» PAGE EXCERPT:
Chris Dailey is the owner of Super Organic Gardening Secrets, a free online service that provides valuable information on organic gardening and home composting. To download his 7 free organic gardening reports, go to http://www.superorganicgardeningsecrets.com
People that live in the cities are more than likely not going to believe that they have the option of growing their very own compost from within the confines of their home. If gardening is a hobby of yours, yet you believe that you could not garden from your apartment or house, let me help you change your mind. By purchasing a few containers at your local convenience store and creating your very own home composting system that can be set up in your closet, you will be well on your way to achieving your gardening dream in your urban area no matter where you live. Here is a simple solution that will show you how to create a composting system in your home.
The first thing that you will need is some kind of a space in your house that you do not regularly access that can be used for storage of one or two containers. These containers will be like large Tupperware containers, about 1 foot tall, by 18 inches high, by two feet in length. In these containers you will place a sizable amount of dirt, some composting material which we will talk about later, newspaper, water, and some red worms.

Entries labeling object positions:
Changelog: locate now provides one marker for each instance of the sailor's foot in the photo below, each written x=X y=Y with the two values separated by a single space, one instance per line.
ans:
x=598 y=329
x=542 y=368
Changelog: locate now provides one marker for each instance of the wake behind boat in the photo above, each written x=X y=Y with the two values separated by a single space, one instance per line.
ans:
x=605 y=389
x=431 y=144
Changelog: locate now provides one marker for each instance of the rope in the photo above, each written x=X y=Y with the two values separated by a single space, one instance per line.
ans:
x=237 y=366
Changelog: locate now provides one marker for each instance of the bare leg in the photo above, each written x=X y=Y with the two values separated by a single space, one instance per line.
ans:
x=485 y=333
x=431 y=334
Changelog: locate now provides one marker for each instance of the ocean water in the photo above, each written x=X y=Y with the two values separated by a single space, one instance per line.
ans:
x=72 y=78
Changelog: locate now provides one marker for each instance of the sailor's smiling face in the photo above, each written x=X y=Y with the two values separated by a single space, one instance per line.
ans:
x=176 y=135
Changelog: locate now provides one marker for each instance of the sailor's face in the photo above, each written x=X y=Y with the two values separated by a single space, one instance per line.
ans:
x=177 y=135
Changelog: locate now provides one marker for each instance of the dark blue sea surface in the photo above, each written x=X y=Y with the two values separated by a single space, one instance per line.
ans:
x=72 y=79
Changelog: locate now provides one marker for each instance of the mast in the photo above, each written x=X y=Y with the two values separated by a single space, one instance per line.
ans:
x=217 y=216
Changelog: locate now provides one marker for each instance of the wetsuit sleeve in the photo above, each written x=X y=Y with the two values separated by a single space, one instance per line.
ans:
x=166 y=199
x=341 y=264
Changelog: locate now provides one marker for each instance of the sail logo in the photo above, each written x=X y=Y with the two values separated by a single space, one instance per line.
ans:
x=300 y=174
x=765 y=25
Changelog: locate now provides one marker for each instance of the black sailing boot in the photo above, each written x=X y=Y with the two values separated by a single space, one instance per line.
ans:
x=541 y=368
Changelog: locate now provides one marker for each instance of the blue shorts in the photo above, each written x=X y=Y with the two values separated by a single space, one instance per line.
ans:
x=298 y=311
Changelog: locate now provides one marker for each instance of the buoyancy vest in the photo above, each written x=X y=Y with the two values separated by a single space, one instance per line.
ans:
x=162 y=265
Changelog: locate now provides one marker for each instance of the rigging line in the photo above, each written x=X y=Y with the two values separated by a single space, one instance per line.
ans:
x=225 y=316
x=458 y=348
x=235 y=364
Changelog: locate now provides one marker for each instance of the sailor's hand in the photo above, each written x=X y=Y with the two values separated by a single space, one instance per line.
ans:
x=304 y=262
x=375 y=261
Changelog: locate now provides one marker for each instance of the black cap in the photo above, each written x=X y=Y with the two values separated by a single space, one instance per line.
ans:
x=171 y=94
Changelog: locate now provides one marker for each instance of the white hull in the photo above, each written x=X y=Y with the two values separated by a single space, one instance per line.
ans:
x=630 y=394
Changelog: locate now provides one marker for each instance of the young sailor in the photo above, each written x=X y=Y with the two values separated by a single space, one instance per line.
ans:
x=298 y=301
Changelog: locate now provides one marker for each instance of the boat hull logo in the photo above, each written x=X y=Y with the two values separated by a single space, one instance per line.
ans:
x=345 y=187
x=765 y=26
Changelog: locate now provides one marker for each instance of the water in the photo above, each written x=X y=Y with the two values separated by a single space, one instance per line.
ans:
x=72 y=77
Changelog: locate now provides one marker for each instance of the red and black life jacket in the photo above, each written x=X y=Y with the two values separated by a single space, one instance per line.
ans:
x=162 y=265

» TASKS:
a: Can you transcribe the home composting text word for word, covering the stretch from "The first thing" through "some red worms."?
b: Answer these questions about the home composting text:
(i) What two subjects does the owner's free online service provide information on?
(ii) How many free organic gardening reports are offered for download?
(iii) What kind of worms go into the containers?
c: Could you write the next part of the home composting text, picking up after its last sentence?

» ANSWER LIST:
a:
The first thing that you will need is some kind of a space in your house that you do not regularly access that can be used for storage of one or two containers. These containers will be like large Tupperware containers, about 1 foot tall, by 18 inches high, by two feet in length. In these containers you will place a sizable amount of dirt, some composting material which we will talk about later, newspaper, water, and some red worms.

b:
(i) Organic gardening and home composting
(ii) Seven
(iii) Red worms

c:
The other thing you will need is an ample source of organic material that either comes from your neighbors across the hallway or street, or, if you have a large family, right from your kitchen table. If you are a coffee drinker, all the better. You can use coffee grounds, your uneaten food scraps, and your daily newspaper to get yourself started.
The first thing you will need to do is line the bottom of your large containers with some newspaper. Next, you will need to add some soil or bedding makes with some kind of organic food scraps and perhaps a little peat moss. This should come up about halfway to the top of the container. Next, you will want to add to red worms. Make sure they are covered slightly by a layer of wet bedding and then on top of that add your organic waste. You will also want to add supplemental moisture if the bedding is too dry (it should resemble a wet, wrung out sponge) and mix the soil up a bit with your hand in order to get proper aeration throughout the soil for the worms.
Before you take your containers into your storage area, make sure that you have punched holes in various areas of the container near the top and on the lid so that the worms have air. You already ran your fingers or some kind of instrument through the soil to loosen it up so that the aerobic breakdown of organics may begin. Once you have done that, take your container or containers into the room you have created for them, and let the process began.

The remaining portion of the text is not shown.